- [Aim] Copy the records starting at the beginning and ending at the line that contains "[30,0,650,365]". Scale every bounding-box coordinate in the answers by 1.6, rounding to whole numbers with halves rounded up, leaving all other lines unchanged and omitting the pictures.

Extracted data entries
###
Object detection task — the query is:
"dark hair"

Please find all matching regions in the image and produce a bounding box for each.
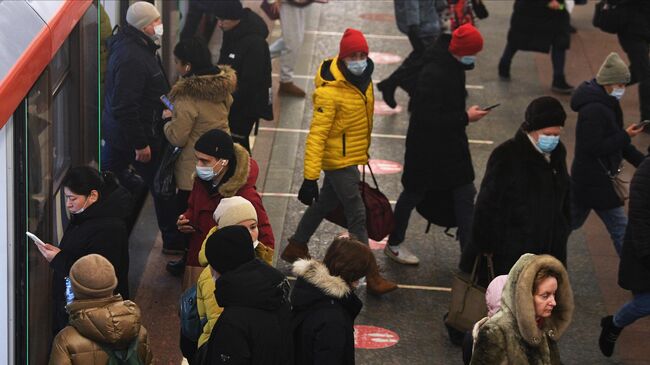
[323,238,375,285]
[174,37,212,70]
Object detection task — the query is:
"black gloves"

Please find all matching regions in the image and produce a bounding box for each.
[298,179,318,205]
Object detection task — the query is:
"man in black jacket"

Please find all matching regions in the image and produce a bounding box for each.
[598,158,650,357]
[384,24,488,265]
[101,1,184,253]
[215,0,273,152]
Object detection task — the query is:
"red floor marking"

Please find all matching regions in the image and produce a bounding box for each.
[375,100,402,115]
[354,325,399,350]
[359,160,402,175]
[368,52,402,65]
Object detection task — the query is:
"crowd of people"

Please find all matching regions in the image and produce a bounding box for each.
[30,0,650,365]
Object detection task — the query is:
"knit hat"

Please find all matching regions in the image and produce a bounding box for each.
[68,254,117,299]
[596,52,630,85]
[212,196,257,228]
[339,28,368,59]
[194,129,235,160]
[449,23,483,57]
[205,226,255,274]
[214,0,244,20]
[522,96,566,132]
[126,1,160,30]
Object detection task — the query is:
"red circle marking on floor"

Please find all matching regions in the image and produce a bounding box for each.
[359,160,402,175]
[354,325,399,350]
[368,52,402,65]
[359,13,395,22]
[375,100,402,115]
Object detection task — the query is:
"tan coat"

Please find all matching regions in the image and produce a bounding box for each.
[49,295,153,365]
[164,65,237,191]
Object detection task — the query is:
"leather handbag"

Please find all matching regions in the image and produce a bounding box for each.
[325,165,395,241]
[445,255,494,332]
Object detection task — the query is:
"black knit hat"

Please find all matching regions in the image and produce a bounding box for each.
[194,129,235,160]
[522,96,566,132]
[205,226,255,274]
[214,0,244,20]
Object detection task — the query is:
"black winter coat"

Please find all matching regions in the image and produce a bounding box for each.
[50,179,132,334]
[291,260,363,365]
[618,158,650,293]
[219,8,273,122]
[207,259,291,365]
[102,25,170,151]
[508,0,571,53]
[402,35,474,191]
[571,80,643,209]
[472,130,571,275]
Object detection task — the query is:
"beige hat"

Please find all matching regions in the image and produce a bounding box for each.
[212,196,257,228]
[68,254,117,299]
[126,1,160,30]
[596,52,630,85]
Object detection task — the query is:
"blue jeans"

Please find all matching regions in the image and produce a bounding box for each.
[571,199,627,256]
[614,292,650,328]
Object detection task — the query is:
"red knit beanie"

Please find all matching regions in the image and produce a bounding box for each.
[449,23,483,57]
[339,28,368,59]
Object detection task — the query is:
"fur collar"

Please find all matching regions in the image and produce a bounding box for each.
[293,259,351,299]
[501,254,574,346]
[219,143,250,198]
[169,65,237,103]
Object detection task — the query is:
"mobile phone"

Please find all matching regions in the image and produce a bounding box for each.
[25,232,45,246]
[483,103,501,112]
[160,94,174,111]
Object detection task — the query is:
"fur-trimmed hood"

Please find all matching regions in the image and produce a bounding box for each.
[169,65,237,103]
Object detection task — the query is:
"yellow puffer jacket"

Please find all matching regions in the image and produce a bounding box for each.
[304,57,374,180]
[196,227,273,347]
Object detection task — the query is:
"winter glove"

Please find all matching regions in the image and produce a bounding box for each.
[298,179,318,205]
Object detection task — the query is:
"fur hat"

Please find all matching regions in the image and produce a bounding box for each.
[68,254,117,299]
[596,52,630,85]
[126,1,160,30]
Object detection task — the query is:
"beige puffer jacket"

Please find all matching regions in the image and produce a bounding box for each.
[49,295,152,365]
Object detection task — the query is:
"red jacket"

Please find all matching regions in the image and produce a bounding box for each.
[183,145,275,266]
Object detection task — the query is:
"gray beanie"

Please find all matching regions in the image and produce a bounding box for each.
###
- [Solution for this exercise]
Object detection task — the query is:
"dark hair"

Please find all matching regions in the image and produce a bounding box for each.
[517,381,600,456]
[278,59,339,112]
Object detection task — the query is:
"black gloves"

Please find all matching regions in the image and produce a bounding box for each.
[477,286,509,328]
Object detection task — the query is:
"man in black jacket"

Please find all matching regions in the image and produce a bounding box for each.
[957,253,1040,571]
[614,38,781,424]
[162,2,294,405]
[344,0,437,243]
Object detection task — the query is:
"red floor marking"

Please find all matching regions in the image and produce a bounding box for each.
[600,160,643,184]
[566,520,638,560]
[574,256,643,280]
[589,83,643,104]
Object detection task — the query is:
"crowd of people"

Please find all matching regions in the image and produce a bounding box for each.
[48,0,1040,584]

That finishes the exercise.